'''

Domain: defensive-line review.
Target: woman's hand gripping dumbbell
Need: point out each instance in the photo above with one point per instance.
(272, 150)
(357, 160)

'''

- Requirement -
Rewrite the data above with "dumbbell" changed to "kettlebell", leaving every other line and character unchanged.

- Exercise result -
Domain: defensive-line review.
Target: woman's hand gripping kettlebell
Need: point out each instance in the photo above with one point per instance.
(272, 150)
(357, 160)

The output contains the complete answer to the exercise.